**What is expected:** With the pictures removed, the data below must be transcribed in full and exactly.

**Dataset records:**
*** Begin section ***

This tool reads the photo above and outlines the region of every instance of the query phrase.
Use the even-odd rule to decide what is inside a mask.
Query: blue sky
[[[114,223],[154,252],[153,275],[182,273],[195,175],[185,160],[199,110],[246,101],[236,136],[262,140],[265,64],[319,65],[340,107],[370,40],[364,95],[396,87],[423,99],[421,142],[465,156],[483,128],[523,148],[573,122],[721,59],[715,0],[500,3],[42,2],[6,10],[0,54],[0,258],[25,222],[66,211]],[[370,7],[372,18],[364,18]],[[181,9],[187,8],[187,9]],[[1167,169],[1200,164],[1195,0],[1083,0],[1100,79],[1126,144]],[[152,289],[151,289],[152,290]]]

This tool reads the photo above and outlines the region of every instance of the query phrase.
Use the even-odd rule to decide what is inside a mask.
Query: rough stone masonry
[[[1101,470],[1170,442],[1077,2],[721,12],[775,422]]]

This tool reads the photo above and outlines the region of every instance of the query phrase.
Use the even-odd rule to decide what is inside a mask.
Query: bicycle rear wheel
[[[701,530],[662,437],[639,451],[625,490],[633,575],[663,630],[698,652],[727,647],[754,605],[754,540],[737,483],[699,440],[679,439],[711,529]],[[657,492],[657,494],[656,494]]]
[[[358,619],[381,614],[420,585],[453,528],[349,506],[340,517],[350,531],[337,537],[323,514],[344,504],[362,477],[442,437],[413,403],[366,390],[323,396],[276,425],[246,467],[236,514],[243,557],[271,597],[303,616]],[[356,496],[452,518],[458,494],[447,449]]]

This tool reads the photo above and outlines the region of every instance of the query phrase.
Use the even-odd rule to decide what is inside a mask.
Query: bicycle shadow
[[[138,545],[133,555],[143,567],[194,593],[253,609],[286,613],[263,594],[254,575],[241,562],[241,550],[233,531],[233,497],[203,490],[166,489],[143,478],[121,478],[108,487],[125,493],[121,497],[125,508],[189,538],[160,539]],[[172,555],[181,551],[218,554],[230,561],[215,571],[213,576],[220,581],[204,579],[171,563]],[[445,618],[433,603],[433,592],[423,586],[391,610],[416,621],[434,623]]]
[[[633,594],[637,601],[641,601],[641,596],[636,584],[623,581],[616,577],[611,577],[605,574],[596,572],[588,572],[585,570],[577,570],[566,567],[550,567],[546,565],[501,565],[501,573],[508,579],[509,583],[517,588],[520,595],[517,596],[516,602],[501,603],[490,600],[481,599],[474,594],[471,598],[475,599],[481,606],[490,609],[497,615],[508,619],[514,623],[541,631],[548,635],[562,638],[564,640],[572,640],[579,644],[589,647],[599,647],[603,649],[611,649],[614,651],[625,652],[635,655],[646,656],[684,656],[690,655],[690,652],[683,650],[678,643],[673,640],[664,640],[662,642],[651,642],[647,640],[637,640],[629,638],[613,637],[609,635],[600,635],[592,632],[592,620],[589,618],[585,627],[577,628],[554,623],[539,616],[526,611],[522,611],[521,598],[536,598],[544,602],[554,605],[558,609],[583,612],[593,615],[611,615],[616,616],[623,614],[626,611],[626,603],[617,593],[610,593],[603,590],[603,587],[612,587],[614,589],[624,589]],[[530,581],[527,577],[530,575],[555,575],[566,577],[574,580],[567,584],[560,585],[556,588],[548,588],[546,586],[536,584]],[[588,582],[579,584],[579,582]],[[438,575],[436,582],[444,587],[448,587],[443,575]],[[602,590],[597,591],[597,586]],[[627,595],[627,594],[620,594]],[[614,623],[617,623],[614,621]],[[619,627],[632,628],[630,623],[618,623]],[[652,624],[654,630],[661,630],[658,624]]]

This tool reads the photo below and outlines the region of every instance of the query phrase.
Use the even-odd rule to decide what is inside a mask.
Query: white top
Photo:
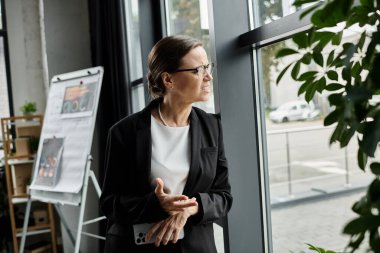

*** End section ***

**Exercise response:**
This tool reads the photo above and outlines the region of every instance of the query phrase.
Use the even-odd rule to decide what is inside a mask.
Query: blue sky
[[[114,223],[154,252],[153,275],[182,273],[195,175],[185,160],[199,110],[246,101],[236,136],[262,140],[265,64],[319,65],[340,107],[370,40],[364,95],[396,87],[423,99],[421,142],[465,156],[483,128],[523,148],[573,122],[721,59],[715,0],[500,3],[42,2],[6,10],[0,54],[0,258],[25,222],[66,211]],[[370,7],[372,18],[364,18]],[[181,9],[187,8],[187,9]],[[1167,169],[1200,164],[1195,0],[1083,0],[1100,79],[1126,144]],[[152,289],[151,289],[152,290]]]

This tool reads the photo above and outlines the region of every instance of the query phrase.
Use the even-odd rule to decide what is inside a mask.
Query: rough stone masonry
[[[1101,470],[1170,442],[1077,2],[721,12],[775,422]]]

This tool reads the photo above and outlines the region of every instance of the query phrase.
Use the even-odd rule to decide what is inside a mask.
Query: bicycle rear wheel
[[[701,530],[662,437],[639,451],[625,490],[633,575],[663,630],[698,652],[727,647],[754,605],[754,540],[737,483],[699,440],[679,439],[711,529]],[[657,492],[657,494],[656,494]]]
[[[358,619],[381,614],[420,585],[453,528],[349,506],[340,517],[350,531],[337,537],[323,514],[344,504],[362,477],[442,437],[413,403],[366,390],[323,396],[276,425],[246,467],[236,514],[243,557],[271,597],[303,616]],[[356,496],[452,518],[458,494],[447,449]]]

This tool reads the photo above and outlines the region of every instance of the query phrase.
Use the even-odd rule to decide what is inside a mask.
Query: bicycle shadow
[[[138,545],[133,555],[143,567],[194,593],[253,609],[286,613],[263,594],[254,575],[241,562],[241,550],[233,531],[233,497],[203,490],[166,489],[143,478],[121,478],[108,487],[125,493],[121,497],[125,508],[189,538],[160,539]],[[172,555],[181,551],[218,554],[230,561],[215,571],[213,576],[220,581],[204,579],[171,563]],[[445,618],[433,603],[433,592],[423,586],[391,610],[416,621],[434,623]]]
[[[633,594],[637,601],[641,601],[641,596],[636,584],[623,581],[616,577],[611,577],[605,574],[596,572],[588,572],[585,570],[577,570],[566,567],[550,567],[546,565],[501,565],[501,573],[508,579],[509,583],[517,588],[520,595],[517,596],[516,602],[501,603],[490,600],[481,599],[474,594],[471,598],[475,599],[481,606],[490,609],[497,615],[508,619],[514,623],[541,631],[548,635],[562,638],[564,640],[572,640],[579,644],[589,647],[599,647],[603,649],[611,649],[614,651],[625,652],[635,655],[646,656],[684,656],[690,655],[690,652],[683,650],[678,643],[673,640],[664,640],[662,642],[651,642],[647,640],[637,640],[629,638],[613,637],[609,635],[600,635],[592,632],[592,620],[589,618],[585,627],[577,628],[554,623],[539,616],[526,611],[522,611],[521,598],[536,598],[544,602],[554,605],[558,609],[583,612],[593,615],[611,615],[616,616],[623,614],[626,611],[626,603],[617,593],[610,593],[603,590],[603,587],[612,587],[614,589],[624,589]],[[530,581],[527,577],[530,575],[555,575],[566,577],[574,580],[567,584],[560,585],[556,588],[548,588],[546,586],[536,584]],[[588,582],[579,584],[579,582]],[[438,575],[436,582],[444,587],[448,587],[443,575]],[[602,590],[597,591],[597,586]],[[627,595],[627,594],[620,594]],[[614,623],[617,623],[614,621]],[[619,627],[632,628],[630,623],[618,623]],[[652,624],[654,630],[661,630],[658,624]]]

This tool reads the photo below and outlines the region of every instance of the query phrase.
Use the even-odd rule to decide what is inside a mask.
Query: white top
Photo:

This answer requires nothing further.